Reproduce without change the lines below, beginning with the line that contains "need bbox / utility pole" and continuing through the line that contains "[0,0,185,227]", with both of those lines included.

-- START DATA ROWS --

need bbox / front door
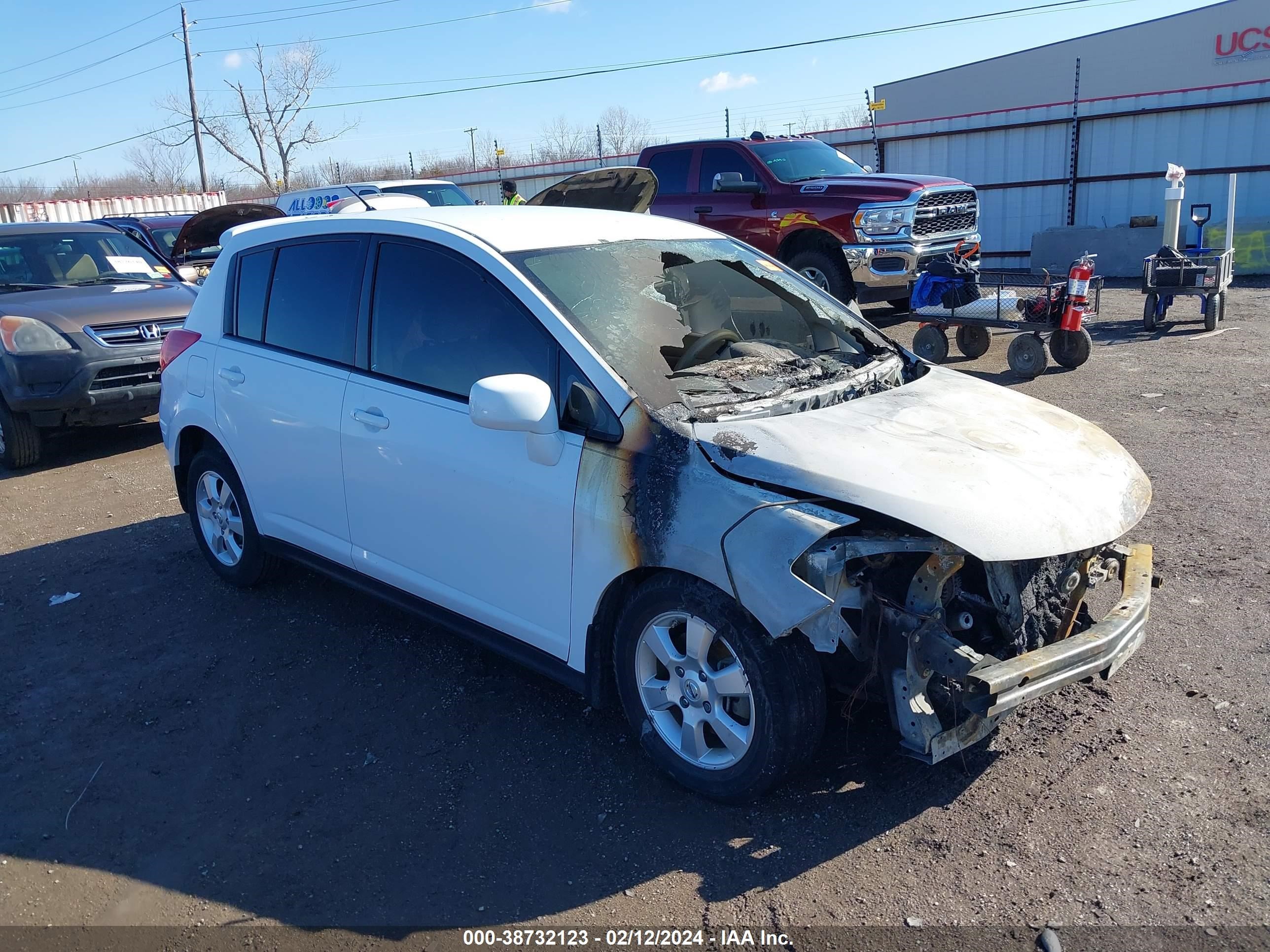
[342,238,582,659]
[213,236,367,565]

-- END DATA ROWS --
-- START DATA ROWS --

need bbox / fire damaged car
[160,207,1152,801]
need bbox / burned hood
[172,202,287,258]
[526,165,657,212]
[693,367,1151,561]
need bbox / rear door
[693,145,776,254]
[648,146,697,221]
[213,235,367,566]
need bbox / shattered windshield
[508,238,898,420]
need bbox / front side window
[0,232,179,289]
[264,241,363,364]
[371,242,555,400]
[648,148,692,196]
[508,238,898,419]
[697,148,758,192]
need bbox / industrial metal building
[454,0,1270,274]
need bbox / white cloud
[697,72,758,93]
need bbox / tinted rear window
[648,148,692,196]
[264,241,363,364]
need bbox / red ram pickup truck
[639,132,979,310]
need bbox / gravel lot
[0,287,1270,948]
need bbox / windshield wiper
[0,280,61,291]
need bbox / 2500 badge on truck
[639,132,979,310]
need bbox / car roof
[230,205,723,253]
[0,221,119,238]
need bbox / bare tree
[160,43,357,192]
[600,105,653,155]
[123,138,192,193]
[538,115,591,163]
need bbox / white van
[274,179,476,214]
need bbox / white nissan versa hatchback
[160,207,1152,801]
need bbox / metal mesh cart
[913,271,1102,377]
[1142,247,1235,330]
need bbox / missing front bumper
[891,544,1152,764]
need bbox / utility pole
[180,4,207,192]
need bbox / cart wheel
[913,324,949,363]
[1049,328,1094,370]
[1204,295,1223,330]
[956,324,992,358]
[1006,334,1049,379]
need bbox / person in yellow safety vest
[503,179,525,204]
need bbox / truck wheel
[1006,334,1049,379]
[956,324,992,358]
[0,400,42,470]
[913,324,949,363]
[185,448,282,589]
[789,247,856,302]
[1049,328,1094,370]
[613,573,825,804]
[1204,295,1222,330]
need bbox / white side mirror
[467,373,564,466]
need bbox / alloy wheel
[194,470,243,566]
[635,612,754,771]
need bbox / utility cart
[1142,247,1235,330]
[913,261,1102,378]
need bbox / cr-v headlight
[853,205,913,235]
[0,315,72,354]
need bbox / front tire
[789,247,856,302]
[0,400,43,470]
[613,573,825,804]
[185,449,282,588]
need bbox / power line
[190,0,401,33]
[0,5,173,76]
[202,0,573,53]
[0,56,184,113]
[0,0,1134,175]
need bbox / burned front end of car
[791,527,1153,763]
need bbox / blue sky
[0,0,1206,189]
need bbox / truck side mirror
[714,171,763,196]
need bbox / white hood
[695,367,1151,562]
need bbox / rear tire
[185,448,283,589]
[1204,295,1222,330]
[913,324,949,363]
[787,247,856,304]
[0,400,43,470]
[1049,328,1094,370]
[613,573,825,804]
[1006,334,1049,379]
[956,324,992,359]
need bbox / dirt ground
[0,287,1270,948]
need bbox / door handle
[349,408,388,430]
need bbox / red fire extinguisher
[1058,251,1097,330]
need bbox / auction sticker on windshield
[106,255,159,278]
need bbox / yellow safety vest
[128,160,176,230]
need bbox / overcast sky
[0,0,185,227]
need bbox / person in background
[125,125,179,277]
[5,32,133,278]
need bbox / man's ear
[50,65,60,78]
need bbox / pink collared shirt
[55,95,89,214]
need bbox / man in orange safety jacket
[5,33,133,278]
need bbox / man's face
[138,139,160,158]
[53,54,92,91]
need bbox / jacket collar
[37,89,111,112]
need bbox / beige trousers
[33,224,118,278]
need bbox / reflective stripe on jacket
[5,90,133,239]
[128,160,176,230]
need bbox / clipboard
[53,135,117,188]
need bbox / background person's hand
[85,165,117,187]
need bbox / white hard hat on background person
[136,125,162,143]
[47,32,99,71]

-- END DATA ROWS --
-- START DATA ROWS --

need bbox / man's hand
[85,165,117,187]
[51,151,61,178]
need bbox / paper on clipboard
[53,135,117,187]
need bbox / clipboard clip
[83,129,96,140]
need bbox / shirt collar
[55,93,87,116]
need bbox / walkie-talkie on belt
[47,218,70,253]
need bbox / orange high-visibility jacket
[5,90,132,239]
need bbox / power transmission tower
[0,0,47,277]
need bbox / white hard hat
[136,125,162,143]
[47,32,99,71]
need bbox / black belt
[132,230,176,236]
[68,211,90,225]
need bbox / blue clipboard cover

-- END DATA ROWS --

**TASK ANSWER:**
need bbox / utility pole
[180,4,207,192]
need bbox / cart wheel
[913,324,949,363]
[1049,328,1094,370]
[1204,295,1223,330]
[956,324,992,358]
[1006,334,1049,379]
need bbox / person in yellow safety vest
[503,179,525,204]
need bbox / truck wheel
[1006,334,1049,379]
[956,324,992,358]
[0,400,42,470]
[913,324,949,363]
[185,448,282,589]
[789,247,856,302]
[1049,328,1094,370]
[613,573,825,804]
[1204,295,1222,330]
need bbox / white side mirror
[467,373,564,466]
need bbox / alloy wheel
[194,470,243,566]
[635,612,754,771]
need bbox / utility cart
[1142,247,1235,330]
[913,261,1102,378]
need bbox / cr-v headlight
[853,205,913,235]
[0,315,72,354]
need bbox / front tire
[789,247,856,302]
[0,400,43,470]
[613,573,825,804]
[185,449,282,588]
need bbox / power line
[190,0,401,33]
[0,5,173,76]
[202,0,573,53]
[0,56,184,113]
[0,0,1134,175]
need bbox / burned front end of car
[791,527,1153,763]
need bbox / blue sky
[0,0,1206,189]
need bbox / truck side mirror
[714,171,763,196]
need bbox / white hood
[695,367,1151,562]
need bbox / rear tire
[185,448,283,589]
[1204,295,1222,330]
[913,324,949,363]
[787,247,856,304]
[0,400,43,470]
[1049,328,1094,370]
[613,573,825,804]
[1006,334,1049,379]
[956,324,992,359]
need bbox / dirt ground
[0,287,1270,948]
need bbox / door handle
[349,408,388,430]
need bbox / red fire extinguisher
[1058,251,1097,330]
need bbox / auction sticker on windshield
[106,255,159,278]
need bbox / yellow safety vest
[128,160,176,230]
need bbox / overcast sky
[0,0,185,227]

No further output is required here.